• _ASSIGNED TASK_
Translate this sentence from the forum discussion of inverter current below into Spanish: "If the disconnect is on the output of the inverters then the maximum current would likely be the sum of the continuous rated output of each inverter."

[PAGE EXTRACT Boundary: Start]

What gives? If this is the case, I've sized feeders, panelboards, everything incorrectly for 6 years!
 

James@CHA

Member
I'm working on a PV system which has a Utility disconnect that serves a 3phase 208V panelboard. Connected to that panel board is (5) 10KW 3 Phase Inverters and (2) 3.8KW Single Phase Inverters. We are required to attach a label on the disconnect stating the max current. I calculate ~160Amps. My boss with 30years experience gets 176Amps. He says I need to calculate the current as the 3 Phase Load (139Amps) plus the Single Phase load (37Amps). I argued that since the (2) single phase loads would be wired on A,B,C,A, that should not matter.

What gives? If this is the case, I've sized feeders, panelboards, everything incorrectly for 6 years!

How is the system configured? If the disconnect is on the output of the inverters then the maximum current would likely be the sum of the continuous rated output of each inverter.
 
A 3 pole disconnect feeds a 3phase 4w panelboard which feeds (5) 3 phase 10KW inverters and (2) 3.8KW single phase Inverters.
 

rcwilson

Senior Member
Location
Redmond, WA
Assume you had three 3.8 kW single phase inverters connected AB-BC-CA. 3 x 3.8 kW = 11.4 kW.
Add the 5, 3-phase, 10 kW inverters: 5 x 10 kw = 50 kw. 50 + 11.4 = 61.4 kW three phase load.

Calculate the current for this balanced 3-phase load load: I = 61.4 x 1000 /(208 x 1.732) = 170.5 A .

[PAGE EXTRACT Boundary: End]
[COLLECTED DATA Boundary: Start]

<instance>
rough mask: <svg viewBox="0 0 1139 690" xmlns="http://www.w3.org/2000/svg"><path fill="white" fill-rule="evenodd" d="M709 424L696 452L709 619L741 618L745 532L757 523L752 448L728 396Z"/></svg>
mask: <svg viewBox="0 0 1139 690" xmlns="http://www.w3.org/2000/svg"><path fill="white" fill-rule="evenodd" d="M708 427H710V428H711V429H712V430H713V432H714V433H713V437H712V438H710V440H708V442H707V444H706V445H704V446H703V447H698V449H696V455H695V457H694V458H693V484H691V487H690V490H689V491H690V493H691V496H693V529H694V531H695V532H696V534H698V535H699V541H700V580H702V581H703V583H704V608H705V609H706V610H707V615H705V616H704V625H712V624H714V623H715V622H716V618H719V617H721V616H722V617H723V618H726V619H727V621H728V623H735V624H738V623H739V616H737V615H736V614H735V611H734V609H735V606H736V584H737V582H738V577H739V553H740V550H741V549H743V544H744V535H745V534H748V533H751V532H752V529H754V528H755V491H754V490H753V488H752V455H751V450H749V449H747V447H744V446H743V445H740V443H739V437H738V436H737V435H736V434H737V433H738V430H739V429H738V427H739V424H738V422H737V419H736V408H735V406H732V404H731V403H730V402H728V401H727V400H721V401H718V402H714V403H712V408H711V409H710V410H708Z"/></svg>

[COLLECTED DATA Boundary: End]

• _TASK RESPONSE_
Si el seccionador está en la salida de los inversores, entonces la corriente máxima probablemente sería la suma de la salida nominal continua de cada inversor.